• **Work instructions**
All of the entries must be reproduced exactly, with no images carried over.

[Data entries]
━━━━━━

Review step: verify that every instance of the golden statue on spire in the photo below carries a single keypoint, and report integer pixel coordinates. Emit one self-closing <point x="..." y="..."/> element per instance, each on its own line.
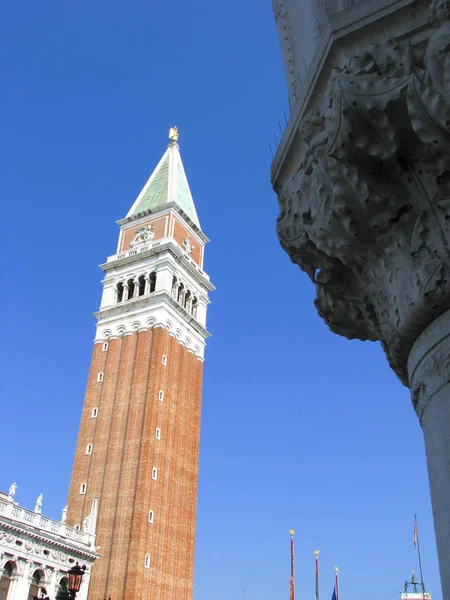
<point x="173" y="134"/>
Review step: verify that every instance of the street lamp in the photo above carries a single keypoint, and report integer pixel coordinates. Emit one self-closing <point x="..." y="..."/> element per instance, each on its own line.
<point x="75" y="576"/>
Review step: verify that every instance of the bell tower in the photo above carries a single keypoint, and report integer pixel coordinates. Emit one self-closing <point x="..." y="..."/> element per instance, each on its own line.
<point x="137" y="454"/>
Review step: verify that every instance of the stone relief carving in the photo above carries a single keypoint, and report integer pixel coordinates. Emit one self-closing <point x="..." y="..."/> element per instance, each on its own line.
<point x="367" y="214"/>
<point x="187" y="245"/>
<point x="143" y="234"/>
<point x="430" y="376"/>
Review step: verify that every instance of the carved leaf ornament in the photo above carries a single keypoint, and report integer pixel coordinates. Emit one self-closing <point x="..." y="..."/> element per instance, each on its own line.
<point x="367" y="214"/>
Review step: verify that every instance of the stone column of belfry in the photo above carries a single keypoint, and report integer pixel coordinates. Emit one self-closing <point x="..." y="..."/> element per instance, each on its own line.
<point x="138" y="445"/>
<point x="362" y="175"/>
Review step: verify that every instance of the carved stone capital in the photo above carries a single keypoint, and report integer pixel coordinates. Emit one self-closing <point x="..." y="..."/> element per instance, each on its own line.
<point x="367" y="212"/>
<point x="429" y="364"/>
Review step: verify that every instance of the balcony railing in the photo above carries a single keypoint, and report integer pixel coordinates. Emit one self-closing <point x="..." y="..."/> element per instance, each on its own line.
<point x="27" y="517"/>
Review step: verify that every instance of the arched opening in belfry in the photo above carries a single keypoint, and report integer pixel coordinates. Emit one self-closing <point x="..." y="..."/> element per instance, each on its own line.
<point x="141" y="284"/>
<point x="130" y="286"/>
<point x="152" y="282"/>
<point x="181" y="291"/>
<point x="194" y="307"/>
<point x="34" y="585"/>
<point x="187" y="300"/>
<point x="63" y="584"/>
<point x="119" y="292"/>
<point x="5" y="580"/>
<point x="174" y="287"/>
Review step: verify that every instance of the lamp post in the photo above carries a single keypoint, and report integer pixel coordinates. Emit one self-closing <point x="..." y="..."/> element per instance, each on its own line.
<point x="43" y="593"/>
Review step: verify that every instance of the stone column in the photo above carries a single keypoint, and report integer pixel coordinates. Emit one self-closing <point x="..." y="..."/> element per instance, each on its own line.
<point x="13" y="585"/>
<point x="364" y="193"/>
<point x="147" y="284"/>
<point x="429" y="378"/>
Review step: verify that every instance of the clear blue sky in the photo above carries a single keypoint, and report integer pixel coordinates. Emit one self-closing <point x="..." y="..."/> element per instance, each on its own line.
<point x="300" y="428"/>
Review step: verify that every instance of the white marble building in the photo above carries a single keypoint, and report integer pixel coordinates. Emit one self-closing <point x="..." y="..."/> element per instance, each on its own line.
<point x="36" y="551"/>
<point x="362" y="175"/>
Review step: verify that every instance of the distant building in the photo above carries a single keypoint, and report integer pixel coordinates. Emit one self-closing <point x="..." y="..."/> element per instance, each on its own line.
<point x="138" y="444"/>
<point x="36" y="551"/>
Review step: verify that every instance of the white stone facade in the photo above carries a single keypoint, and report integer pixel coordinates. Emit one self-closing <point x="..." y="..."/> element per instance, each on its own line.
<point x="36" y="551"/>
<point x="172" y="267"/>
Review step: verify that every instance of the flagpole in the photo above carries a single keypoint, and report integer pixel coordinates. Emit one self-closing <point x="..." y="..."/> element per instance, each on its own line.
<point x="416" y="537"/>
<point x="316" y="552"/>
<point x="292" y="584"/>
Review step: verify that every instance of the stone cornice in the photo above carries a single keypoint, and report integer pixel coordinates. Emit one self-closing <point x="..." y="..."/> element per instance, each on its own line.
<point x="48" y="538"/>
<point x="342" y="25"/>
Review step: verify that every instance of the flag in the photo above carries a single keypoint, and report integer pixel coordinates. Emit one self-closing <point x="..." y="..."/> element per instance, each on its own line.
<point x="292" y="583"/>
<point x="316" y="552"/>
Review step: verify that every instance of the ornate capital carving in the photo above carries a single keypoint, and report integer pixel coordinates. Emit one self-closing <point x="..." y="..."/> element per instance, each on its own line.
<point x="367" y="213"/>
<point x="429" y="363"/>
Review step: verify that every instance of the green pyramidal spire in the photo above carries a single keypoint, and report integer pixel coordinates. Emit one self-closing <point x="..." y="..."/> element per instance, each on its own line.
<point x="168" y="183"/>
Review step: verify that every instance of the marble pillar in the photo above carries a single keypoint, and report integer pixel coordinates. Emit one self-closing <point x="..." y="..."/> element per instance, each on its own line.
<point x="363" y="181"/>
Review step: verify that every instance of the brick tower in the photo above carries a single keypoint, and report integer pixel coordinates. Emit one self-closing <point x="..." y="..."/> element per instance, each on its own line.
<point x="136" y="461"/>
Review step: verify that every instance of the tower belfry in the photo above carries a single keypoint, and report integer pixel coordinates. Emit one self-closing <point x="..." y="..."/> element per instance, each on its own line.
<point x="138" y="444"/>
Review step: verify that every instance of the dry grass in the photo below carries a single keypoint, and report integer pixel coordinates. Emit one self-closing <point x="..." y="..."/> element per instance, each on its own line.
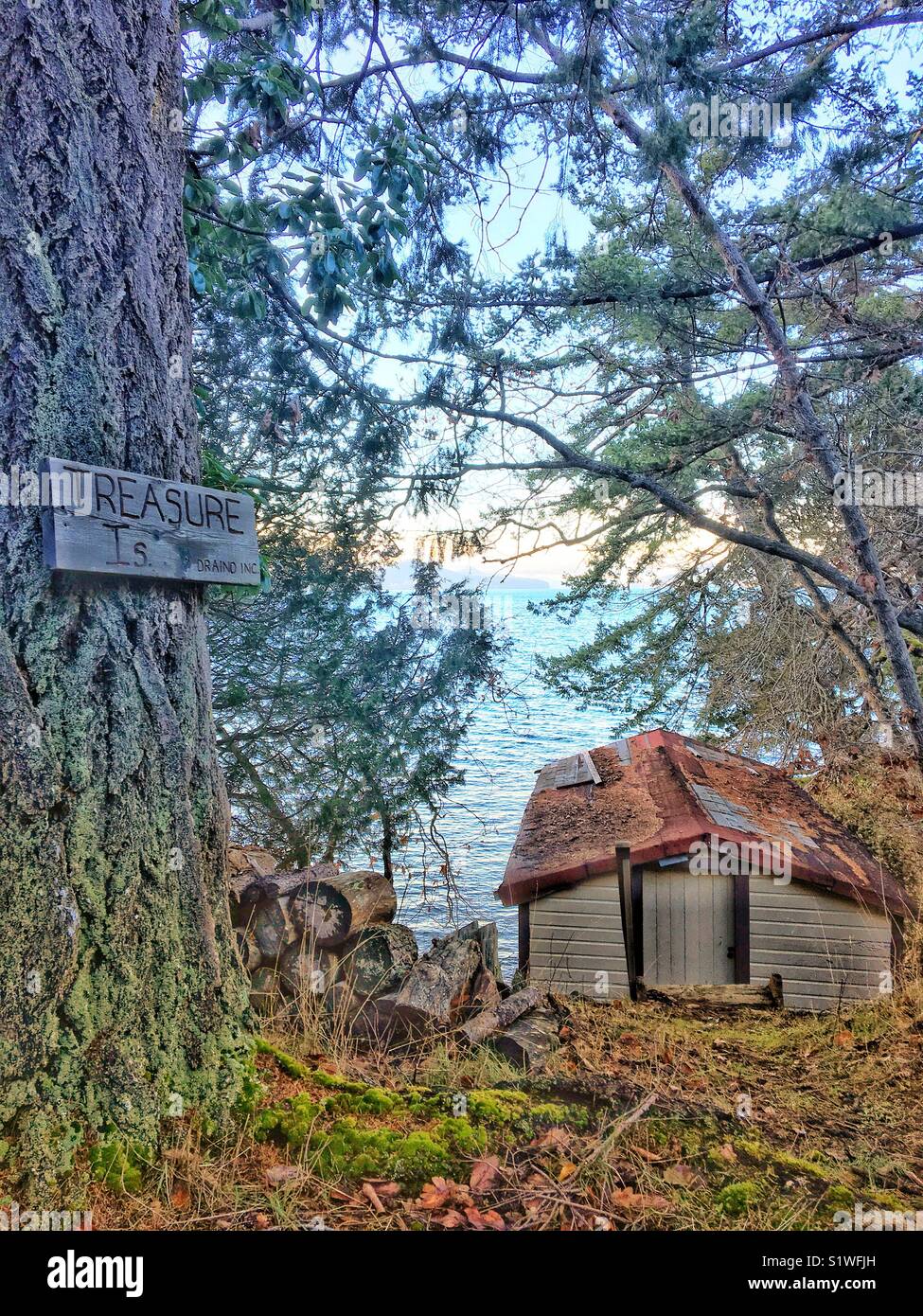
<point x="835" y="1116"/>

━━━━━━

• **Answer to the exercise**
Review step: verify that every instance of the golden statue on spire in the photo below carries a single keypoint, and report integer pixel coordinates. Emit one self-closing <point x="..." y="..."/> element per instance, each on its own line.
<point x="173" y="134"/>
Review step: verify that every instance of the street lamp in the photo above carries a single keypoint, and report integer pixel coordinates. Emit one self-closing <point x="..." y="..."/> element per instance, each on its own line.
<point x="75" y="576"/>
Review step: verify that every instance of the bell tower in the photo above carries a single keypoint, and report integer pixel coordinates. Emit one self-closing <point x="..." y="..."/> element per instance, each on its own line.
<point x="137" y="454"/>
Review step: verify that every instance of the stone relief carving in the photo above carries a single keypoint, and report integer pixel coordinates. Emit one self-closing <point x="..." y="..."/> element per instance, each on its own line.
<point x="367" y="214"/>
<point x="187" y="245"/>
<point x="143" y="234"/>
<point x="430" y="376"/>
Review step: verify that every instance of the carved leaf ornament in the photo above carries a single keypoint, and report integer pixel coordinates. Emit one self-closing <point x="..." y="..."/> element per instance, each on its own line.
<point x="367" y="214"/>
Review step: verify that every instance of the stone column of belfry in the photo above carries a single keypoint, and report integer pixel coordinates. Emit one self-closing <point x="..." y="..."/> element per instance, each on its own line.
<point x="138" y="445"/>
<point x="362" y="175"/>
Review step: verify that every instance of the carved stone capital in the photo above carries a single keypoint, and report integer pixel coordinates. Emit one self-closing <point x="..." y="..."/> element per instance, each on its own line.
<point x="367" y="212"/>
<point x="429" y="364"/>
Review step: verify that every instance of the balcony railing in the photo above carries a single keypoint, and report integer pixel coordinates. Emit one self-closing <point x="..." y="..."/> element per instance, each on its own line.
<point x="27" y="517"/>
Review step: verify that every instance of the arched opening in belfry in the photo above carries a single keypoint, and report integer pixel coordinates. Emit one self-closing <point x="..." y="..."/> element per instance, each on its own line.
<point x="141" y="284"/>
<point x="130" y="286"/>
<point x="152" y="282"/>
<point x="181" y="291"/>
<point x="194" y="307"/>
<point x="34" y="585"/>
<point x="187" y="300"/>
<point x="63" y="584"/>
<point x="119" y="292"/>
<point x="5" y="580"/>
<point x="174" y="287"/>
Review step: verify that every instance of the lamp post in the photo above carries a single keypoint, and report integer pixel coordinates. Emit one self-closing <point x="..." y="..."/> element per instance, each on its own line.
<point x="43" y="593"/>
Review step: verify that every instance of the stone column in the photo above carries a single keypoint, and report integer pixel coordinates. Emit one self-closing <point x="..." y="..."/> element per instance, each on its own line.
<point x="13" y="585"/>
<point x="364" y="193"/>
<point x="147" y="284"/>
<point x="429" y="378"/>
Review step: verify that every instance of the clear blue sky in the photo above carries a single keypoint, and report integer pixel coordinates. Emit one self-closing <point x="..." y="..."/> element per instance, each on its own line.
<point x="300" y="428"/>
Review step: verify that every instance of the white marble building in the photo above carries a single keypoint, and report integer pixel coordinates. Emit one self-closing <point x="..." y="..."/> element per instance, each on its own line.
<point x="36" y="551"/>
<point x="362" y="175"/>
Review step: verify that every instance of the distant building in the photo above carries a single keypoint, and report integer pixel coordinates. Emit one self-closing <point x="..." y="..."/> element per instance, each on its own line.
<point x="138" y="444"/>
<point x="36" y="551"/>
Review step: verify that every instance of the white stone facade in the photo above carries a single keypoint, and report integer pixel coordinates. Emit one self-closing <point x="..." y="..."/> element per instance, each on its own line.
<point x="36" y="551"/>
<point x="172" y="267"/>
Review step: verify that every instance of the flagpole in the photo above carries a single keypoint, and report integer pixel coordinates. Emit one self-closing <point x="..." y="..."/> element per instance, each on its own line.
<point x="416" y="537"/>
<point x="316" y="552"/>
<point x="292" y="584"/>
Review step: verify that every instance of the stone cornice in the photo above carries a single keypoint, and report integer pixel coordinates. Emit one self-closing <point x="..." y="..."/> element per instance, each on its own line.
<point x="48" y="538"/>
<point x="342" y="25"/>
Review step: verify that every instance of the flag in the photo above carries a single keypoint, and report integer pixel coordinates. Emit one self-closing <point x="..." y="..."/> element per instance, each on its own line.
<point x="292" y="583"/>
<point x="316" y="552"/>
Review step: verify that every instance of the ornate capital carving in the photo above carries a single keypoint, and report integer pixel coordinates. Emit one self-closing <point x="..." y="..."/> element per instance, each on its own line.
<point x="367" y="213"/>
<point x="429" y="363"/>
Review step: verify that every instance of the green pyramidal spire in the photo above carries a single keypoint, and report integer pixel coordinates. Emit one self-closing <point x="..." y="..."/> element per instance, each on its own line.
<point x="168" y="183"/>
Review step: verify that every instance of the marble pillar in the photo above carries a single keypoint, and report integer pixel coordinates. Emit one self-closing <point x="..." y="..."/> element per instance, each on its own line.
<point x="363" y="181"/>
Review step: verify that every instance of the brick tower in the photo above carries a single keypoint, and report integer pixel coordinates. Emit one self-closing <point x="..." y="..."/> element per instance, each on its own line.
<point x="136" y="461"/>
Review step: verify that every instance of the tower belfry in the photo above carries a single keypoint, and report integer pixel coordinates. Emit one self-closing <point x="..." y="..."/> element per instance, each on its own line.
<point x="138" y="444"/>
Review step: verify that every instance of the dry grass in the photo below carries a single keypoint, and report integer pixel coordinates. Emit one self-closing <point x="..." y="..."/> element per instance, each on its own line.
<point x="835" y="1116"/>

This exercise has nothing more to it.